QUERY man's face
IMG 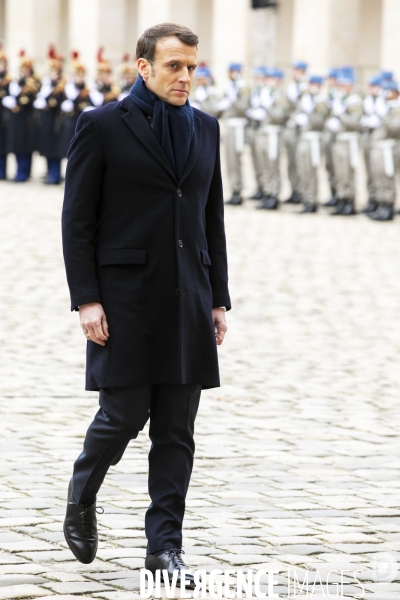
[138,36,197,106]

--

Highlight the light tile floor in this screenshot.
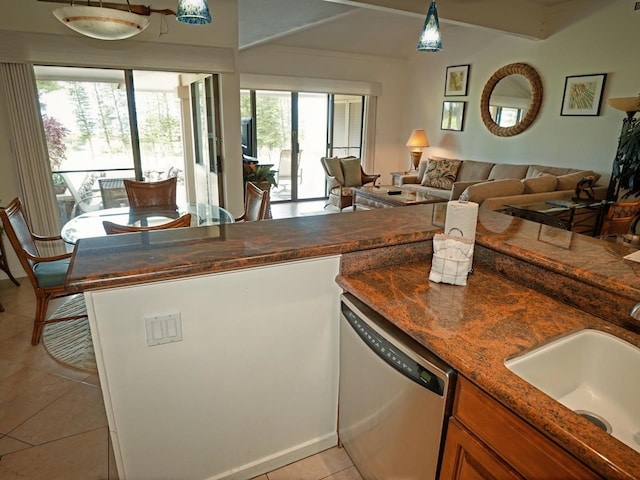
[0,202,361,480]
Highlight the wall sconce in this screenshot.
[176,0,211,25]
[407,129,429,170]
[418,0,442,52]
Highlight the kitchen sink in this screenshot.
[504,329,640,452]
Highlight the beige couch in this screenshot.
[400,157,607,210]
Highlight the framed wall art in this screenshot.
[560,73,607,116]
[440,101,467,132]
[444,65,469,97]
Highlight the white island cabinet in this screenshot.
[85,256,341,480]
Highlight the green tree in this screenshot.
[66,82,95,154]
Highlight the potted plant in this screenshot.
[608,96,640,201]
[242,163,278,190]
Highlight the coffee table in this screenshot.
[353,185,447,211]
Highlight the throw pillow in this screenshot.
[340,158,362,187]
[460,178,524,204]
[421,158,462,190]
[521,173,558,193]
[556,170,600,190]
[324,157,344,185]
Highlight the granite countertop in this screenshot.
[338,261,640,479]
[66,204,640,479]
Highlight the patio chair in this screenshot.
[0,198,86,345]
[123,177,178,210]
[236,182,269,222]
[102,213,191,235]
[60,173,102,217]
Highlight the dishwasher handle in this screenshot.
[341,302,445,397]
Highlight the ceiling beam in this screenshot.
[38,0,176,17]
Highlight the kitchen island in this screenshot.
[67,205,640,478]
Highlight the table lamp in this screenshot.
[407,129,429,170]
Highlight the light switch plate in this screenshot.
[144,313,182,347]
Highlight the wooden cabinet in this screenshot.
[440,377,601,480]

== Given exercise ==
Render the data above as a two-column CSV with the header columns "prompt" and "boxes", beginning at the line containing "Highlight the patio chair in this screenshot." and ending at the line containing "[67,205,640,478]". Put each request's text and its answer in one double-quoted field each, one row per request, with line breaks replaced by spaces.

== Full solution ==
prompt,boxes
"Highlight the patio chair in this screenshot.","[0,198,86,345] [123,177,178,210] [236,182,269,222] [102,213,191,235] [60,173,102,217]"
"Highlight the dishwasher handle in this screenshot.","[341,302,445,397]"
"Highlight the ceiling beam in this screenshot.","[38,0,176,17]"
"Highlight the kitchen island in this screenshot.","[67,205,640,478]"